| Work task |
Reproduce exactly, and only, the lines of the material below running from the line bearing "Rules. Find each instance of the white van" through the line bearing "point(519, 228)". Leave any pictures out.

| Information provided |
==================================================
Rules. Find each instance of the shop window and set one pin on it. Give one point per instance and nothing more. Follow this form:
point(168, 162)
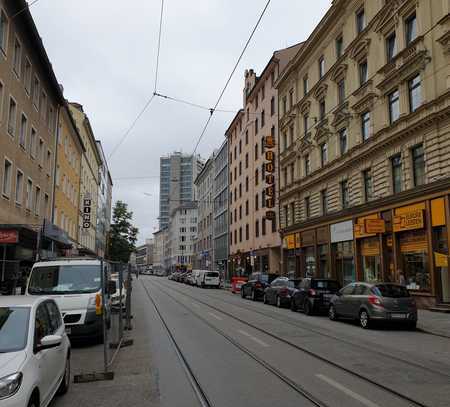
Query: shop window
point(418, 161)
point(396, 164)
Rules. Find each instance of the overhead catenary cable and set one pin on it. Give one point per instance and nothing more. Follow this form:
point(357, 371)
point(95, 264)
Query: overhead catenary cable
point(230, 77)
point(147, 104)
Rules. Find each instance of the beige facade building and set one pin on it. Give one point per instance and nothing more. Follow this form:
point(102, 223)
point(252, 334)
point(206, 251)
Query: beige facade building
point(90, 166)
point(254, 240)
point(365, 147)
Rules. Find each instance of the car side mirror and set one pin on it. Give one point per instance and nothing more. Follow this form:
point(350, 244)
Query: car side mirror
point(112, 287)
point(49, 342)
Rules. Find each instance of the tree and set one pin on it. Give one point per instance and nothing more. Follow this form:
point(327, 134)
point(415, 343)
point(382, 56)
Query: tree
point(123, 235)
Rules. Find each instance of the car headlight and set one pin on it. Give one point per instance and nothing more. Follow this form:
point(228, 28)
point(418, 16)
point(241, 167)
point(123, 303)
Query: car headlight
point(9, 385)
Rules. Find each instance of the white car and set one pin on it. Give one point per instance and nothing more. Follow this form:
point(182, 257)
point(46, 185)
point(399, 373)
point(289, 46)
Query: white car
point(34, 352)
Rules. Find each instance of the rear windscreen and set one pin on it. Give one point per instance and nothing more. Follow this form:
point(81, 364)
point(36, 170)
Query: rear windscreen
point(325, 285)
point(390, 291)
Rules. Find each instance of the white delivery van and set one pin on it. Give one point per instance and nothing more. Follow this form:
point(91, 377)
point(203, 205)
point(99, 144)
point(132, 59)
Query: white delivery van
point(75, 285)
point(208, 278)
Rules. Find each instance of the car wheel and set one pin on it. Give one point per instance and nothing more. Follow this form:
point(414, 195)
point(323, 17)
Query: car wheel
point(364, 319)
point(307, 308)
point(332, 314)
point(278, 302)
point(293, 306)
point(65, 384)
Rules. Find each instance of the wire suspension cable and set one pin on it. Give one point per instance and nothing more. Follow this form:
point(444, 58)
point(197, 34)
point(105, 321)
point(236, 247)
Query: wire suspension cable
point(230, 77)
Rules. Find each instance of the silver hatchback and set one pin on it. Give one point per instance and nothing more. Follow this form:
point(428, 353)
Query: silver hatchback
point(368, 303)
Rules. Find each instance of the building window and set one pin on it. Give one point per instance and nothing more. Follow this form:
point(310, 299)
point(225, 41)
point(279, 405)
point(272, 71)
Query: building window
point(7, 178)
point(394, 106)
point(363, 73)
point(360, 21)
point(3, 31)
point(343, 141)
point(345, 194)
point(396, 164)
point(415, 96)
point(341, 91)
point(307, 165)
point(321, 67)
point(391, 47)
point(365, 126)
point(323, 154)
point(322, 111)
point(368, 185)
point(17, 57)
point(411, 29)
point(307, 205)
point(418, 161)
point(324, 200)
point(23, 131)
point(12, 117)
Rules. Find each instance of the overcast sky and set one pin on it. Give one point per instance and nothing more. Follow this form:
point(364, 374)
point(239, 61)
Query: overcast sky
point(104, 53)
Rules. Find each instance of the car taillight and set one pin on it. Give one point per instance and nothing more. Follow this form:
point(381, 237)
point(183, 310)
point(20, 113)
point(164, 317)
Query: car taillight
point(374, 300)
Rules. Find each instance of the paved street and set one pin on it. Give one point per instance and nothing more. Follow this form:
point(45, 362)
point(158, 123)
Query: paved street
point(333, 364)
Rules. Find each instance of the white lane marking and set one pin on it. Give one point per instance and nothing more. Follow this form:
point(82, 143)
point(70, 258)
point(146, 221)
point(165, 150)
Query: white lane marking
point(215, 316)
point(347, 391)
point(254, 338)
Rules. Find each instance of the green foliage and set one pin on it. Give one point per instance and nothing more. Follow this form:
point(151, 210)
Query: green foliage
point(123, 235)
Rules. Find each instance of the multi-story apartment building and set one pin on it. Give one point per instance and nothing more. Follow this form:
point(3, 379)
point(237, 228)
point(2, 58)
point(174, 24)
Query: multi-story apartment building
point(67, 175)
point(220, 223)
point(90, 173)
point(177, 174)
point(103, 203)
point(30, 98)
point(182, 236)
point(365, 147)
point(204, 187)
point(254, 237)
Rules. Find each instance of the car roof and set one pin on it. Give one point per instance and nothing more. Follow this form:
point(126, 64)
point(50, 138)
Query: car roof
point(20, 300)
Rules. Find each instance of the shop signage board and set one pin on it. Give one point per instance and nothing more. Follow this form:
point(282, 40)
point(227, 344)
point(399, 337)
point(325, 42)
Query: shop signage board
point(269, 167)
point(9, 236)
point(409, 221)
point(341, 232)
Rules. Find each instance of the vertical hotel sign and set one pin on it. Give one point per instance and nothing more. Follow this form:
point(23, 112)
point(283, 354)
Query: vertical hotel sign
point(270, 176)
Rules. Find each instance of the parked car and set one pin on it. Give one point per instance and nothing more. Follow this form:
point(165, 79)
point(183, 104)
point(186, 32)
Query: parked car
point(256, 285)
point(280, 291)
point(34, 351)
point(314, 295)
point(368, 303)
point(75, 284)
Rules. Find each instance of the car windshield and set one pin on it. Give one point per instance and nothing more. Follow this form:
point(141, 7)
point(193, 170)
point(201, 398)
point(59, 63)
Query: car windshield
point(13, 328)
point(65, 279)
point(325, 284)
point(390, 291)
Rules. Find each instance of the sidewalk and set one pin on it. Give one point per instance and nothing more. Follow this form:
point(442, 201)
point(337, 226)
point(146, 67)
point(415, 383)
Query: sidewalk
point(436, 323)
point(133, 384)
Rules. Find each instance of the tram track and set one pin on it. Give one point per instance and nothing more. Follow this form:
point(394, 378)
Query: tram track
point(313, 354)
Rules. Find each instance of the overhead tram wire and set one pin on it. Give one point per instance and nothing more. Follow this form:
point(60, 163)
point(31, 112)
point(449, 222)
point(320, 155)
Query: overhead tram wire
point(126, 134)
point(230, 77)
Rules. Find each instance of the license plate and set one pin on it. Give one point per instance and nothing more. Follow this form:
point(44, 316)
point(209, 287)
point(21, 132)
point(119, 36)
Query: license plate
point(399, 316)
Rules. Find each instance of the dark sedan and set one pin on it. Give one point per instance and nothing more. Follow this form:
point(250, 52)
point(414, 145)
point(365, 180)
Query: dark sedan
point(280, 291)
point(314, 295)
point(256, 285)
point(369, 303)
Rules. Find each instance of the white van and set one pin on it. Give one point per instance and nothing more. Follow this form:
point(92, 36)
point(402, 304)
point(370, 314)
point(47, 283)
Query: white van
point(75, 285)
point(207, 278)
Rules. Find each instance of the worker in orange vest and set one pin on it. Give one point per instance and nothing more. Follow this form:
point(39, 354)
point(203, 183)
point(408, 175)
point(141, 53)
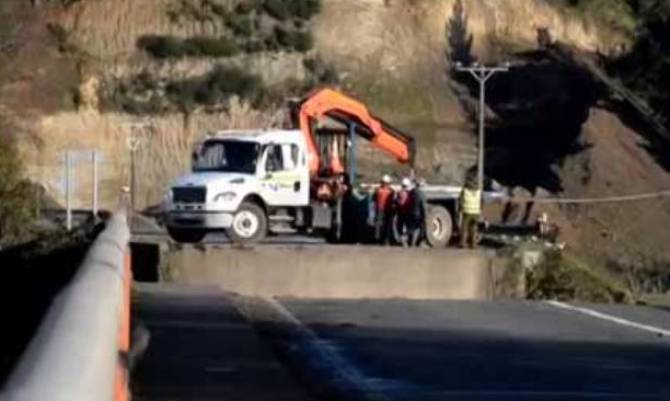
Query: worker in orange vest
point(383, 200)
point(403, 208)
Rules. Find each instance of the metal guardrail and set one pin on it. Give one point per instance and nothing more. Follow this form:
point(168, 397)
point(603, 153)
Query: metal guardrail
point(78, 351)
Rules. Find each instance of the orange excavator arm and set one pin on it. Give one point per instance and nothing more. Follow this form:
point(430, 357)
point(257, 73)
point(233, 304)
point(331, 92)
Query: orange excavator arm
point(339, 107)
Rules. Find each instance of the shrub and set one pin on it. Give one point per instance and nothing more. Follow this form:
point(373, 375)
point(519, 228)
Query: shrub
point(247, 6)
point(17, 199)
point(200, 46)
point(277, 9)
point(161, 46)
point(293, 39)
point(241, 25)
point(214, 88)
point(234, 81)
point(302, 41)
point(210, 47)
point(304, 9)
point(322, 73)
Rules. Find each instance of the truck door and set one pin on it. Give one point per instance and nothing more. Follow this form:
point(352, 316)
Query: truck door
point(286, 178)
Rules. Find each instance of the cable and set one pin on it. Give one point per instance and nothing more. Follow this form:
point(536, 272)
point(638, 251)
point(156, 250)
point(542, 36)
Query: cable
point(609, 199)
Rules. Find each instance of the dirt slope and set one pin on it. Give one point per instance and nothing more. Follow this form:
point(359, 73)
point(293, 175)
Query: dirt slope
point(390, 53)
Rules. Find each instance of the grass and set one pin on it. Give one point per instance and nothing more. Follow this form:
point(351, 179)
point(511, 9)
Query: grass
point(616, 15)
point(164, 47)
point(164, 153)
point(568, 277)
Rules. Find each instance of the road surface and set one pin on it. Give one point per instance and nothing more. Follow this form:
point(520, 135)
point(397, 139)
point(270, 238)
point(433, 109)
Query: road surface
point(202, 348)
point(446, 350)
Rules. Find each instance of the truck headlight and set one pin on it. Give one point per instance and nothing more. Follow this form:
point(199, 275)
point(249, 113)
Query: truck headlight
point(225, 197)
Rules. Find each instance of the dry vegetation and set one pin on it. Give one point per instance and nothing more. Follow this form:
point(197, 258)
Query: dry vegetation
point(164, 153)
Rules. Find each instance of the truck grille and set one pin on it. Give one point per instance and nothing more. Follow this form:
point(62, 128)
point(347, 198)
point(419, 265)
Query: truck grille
point(189, 194)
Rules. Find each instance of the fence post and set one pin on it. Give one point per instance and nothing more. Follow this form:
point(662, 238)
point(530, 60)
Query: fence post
point(68, 190)
point(94, 161)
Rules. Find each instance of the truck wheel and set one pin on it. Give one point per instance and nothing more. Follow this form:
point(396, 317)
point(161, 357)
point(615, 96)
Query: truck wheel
point(439, 226)
point(186, 235)
point(250, 224)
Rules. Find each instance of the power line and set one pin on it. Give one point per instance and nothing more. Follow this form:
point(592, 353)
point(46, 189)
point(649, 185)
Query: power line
point(606, 199)
point(481, 73)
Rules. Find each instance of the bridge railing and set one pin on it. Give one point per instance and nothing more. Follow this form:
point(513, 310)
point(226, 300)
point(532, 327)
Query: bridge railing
point(78, 352)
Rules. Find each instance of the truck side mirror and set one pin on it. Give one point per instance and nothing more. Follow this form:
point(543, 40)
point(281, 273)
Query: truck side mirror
point(194, 159)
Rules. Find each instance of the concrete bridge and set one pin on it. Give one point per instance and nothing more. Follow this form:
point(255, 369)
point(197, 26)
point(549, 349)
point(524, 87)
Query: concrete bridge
==================================================
| Result |
Rules. Find each instance of the white van and set one pin on it. Give one point per instance and nothing more. Follow this form:
point(92, 36)
point(402, 304)
point(370, 314)
point(47, 283)
Query: white van
point(75, 285)
point(207, 278)
Rules. Find each instance of the worker in orange vest and set one pin on it. Give one point per instance and nothing more. Follow this form:
point(39, 354)
point(203, 183)
point(408, 175)
point(141, 53)
Query: worker in orange vest
point(383, 200)
point(403, 208)
Rules. Find each instance of the metal guardrail and set one pin on it. Give one point per instance and nothing more. Follow this form:
point(168, 397)
point(603, 153)
Query: metal guardrail
point(78, 351)
Rules. Find each instance of the orange excavator arm and set one pin on it. Give one point per instance and nothing more. Follow this form:
point(430, 357)
point(257, 73)
point(233, 304)
point(331, 92)
Query: orange excavator arm
point(339, 107)
Rules. Find each instance of the shrub and set one pin on it. Give one point per instance and nothing more. Follow this form:
point(373, 375)
point(519, 228)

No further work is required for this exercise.